**WRITTEN REQUEST 1**
List every member other than Firemajic who posted a reply in the Hell's Kitchen forum thread, in the order they appear.

**EXCERPTED PASSAGE**
--- Begin ---

# Hell's Kitchen



## Firemajic (Sep 29, 2014)

You love to boil and stir the pot
just like a gourmet cook,
and you have many recipes 
in your hellish book.

Jealousy is your favorite spice,
you use a heavy hand
as you sautee your discontent
in your frying pan.

Oh you love your gossip,
adding innuendo before you bake
and the grief and tears you cause
are just icing on your cake.

You love to dine on insecurities
one delicate morsel at a time,
never shy to ask for more,
you find the taste sublime.

You sip pain and misery
like fine wine from a measuring cup,
always greedy for more anguish,
you can never get enough.

But I'm a good cook too,
my momma taught me well.
When you taste my gourmet revenge--
you'll know you've tasted hell!

The next time you have the urge to bake
and deliver me another tasty treat,
I am going to decline,
your food isn't fit to eat.

I'm going to shut your kitchen down,
I've been poisoned by what you've served,
when you see the "closed" sign on your door,
That is your just dessert.


----------



## Elvenswordsman (Sep 29, 2014)

Thanks for sharing this Fire. Great output!


----------



## Chesters Daughter (Sep 29, 2014)

Chef Ramsey would be proud. You carried the extended metaphor brilliantly, Jul. Well wrought, indeed, and much enjoyed. I'm officially full, lol.


----------



## jenthepen (Sep 29, 2014)

I love this! The products of Hell's kitchen is a great metaphor for all the miseries that beset us and I love the fiesty response too. Great stuff! 

Jen


----------



## Firemajic (Sep 30, 2014)

Elvenswardsman--Thank you for reading and commenting.
Lisa--Chef Ramsey huh...I heard he gave a contestant a nrevous breakdown...Thank you for your kind comments, they are appreciated.
jenthepen--Thank you for reading and commenting.Fiesty?...yeah, It has been one of those weeks...
Thanks to all who "liked" .    Peace...Jul


----------



## TKent (Sep 30, 2014)

Hey Firemajic,

I really loved this! Well done. Actually, I am taking a class on novel writing and the teacher suggested we read lots of poetry to become better and writing about feelings. So I'll be around this area a little more.  

And this might be poetic license (and I may just be dead wrong) but would it be "are" instead of "is" since it is grief AND tears?  I honestly am now starting to doubt myself so take everything I say with a grain of salt. LOL! 

and the grief and tears you cause
is just icing on your cake.


----------



## Ethan (Oct 1, 2014)

Measured to perfection,weighed carefully, mixed with skill and served with great panache, I loved it.


----------



## Firemajic (Oct 1, 2014)

TKent--I did indeed take what you said with a pinch of salt--it improved the flavor, so I made the changes.  Thanks so much for reading and commenting.   Peace...Jul
Ethan--Panache is one of my favorite desserts. Thanks for your clever comments. Always a pleasure . Peace...Jul


----------



## shedpog329 (Oct 1, 2014)

this was great, never been to Hell's Kitchen let alone New York, but the things you here are never that good


----------



## E. Zamora (Oct 2, 2014)

Revenge is a dish best served cold... or not! 

Clever indeed, firemajic. Thanks for the read.

--- End ---

**WRITTEN REQUEST 2**
Quote the records from the line that contains "segment --target stucco" through the end of the records, including both ends.

**LISTED RECORDS**
--- Begin ---

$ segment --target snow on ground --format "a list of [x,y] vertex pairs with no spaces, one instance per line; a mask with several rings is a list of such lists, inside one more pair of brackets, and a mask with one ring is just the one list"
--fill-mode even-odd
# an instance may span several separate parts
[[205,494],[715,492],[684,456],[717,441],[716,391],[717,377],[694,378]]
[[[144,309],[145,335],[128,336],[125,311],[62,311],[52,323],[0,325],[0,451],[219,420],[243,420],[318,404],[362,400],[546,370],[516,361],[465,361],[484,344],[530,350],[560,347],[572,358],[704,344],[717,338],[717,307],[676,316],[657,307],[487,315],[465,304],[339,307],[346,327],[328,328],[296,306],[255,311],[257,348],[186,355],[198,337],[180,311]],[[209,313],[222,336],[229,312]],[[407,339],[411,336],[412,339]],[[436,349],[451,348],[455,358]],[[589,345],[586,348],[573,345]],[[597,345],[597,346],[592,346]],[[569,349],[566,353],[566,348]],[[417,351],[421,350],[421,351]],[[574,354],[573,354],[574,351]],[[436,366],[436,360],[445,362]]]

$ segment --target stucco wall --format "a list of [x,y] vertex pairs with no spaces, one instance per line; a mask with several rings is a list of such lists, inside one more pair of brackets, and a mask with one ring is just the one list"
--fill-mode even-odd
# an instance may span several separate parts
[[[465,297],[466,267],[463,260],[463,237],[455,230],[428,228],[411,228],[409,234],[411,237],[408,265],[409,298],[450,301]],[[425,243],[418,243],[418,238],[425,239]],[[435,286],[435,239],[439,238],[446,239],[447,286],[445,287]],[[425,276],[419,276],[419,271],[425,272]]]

--- End ---

**CORRECT OUTPUT 1**
Elvenswordsman
Chesters Daughter
jenthepen
TKent
Ethan
shedpog329
E. Zamora

**CORRECT OUTPUT 2**
$ segment --target stucco wall --format "a list of [x,y] vertex pairs with no spaces, one instance per line; a mask with several rings is a list of such lists, inside one more pair of brackets, and a mask with one ring is just the one list"
--fill-mode even-odd
# an instance may span several separate parts
[[[465,297],[466,267],[463,260],[463,237],[455,230],[428,228],[411,228],[409,234],[411,237],[408,265],[409,298],[450,301]],[[425,243],[418,243],[418,238],[425,239]],[[435,286],[435,239],[439,238],[446,239],[447,286],[445,287]],[[425,276],[419,276],[419,271],[425,272]]]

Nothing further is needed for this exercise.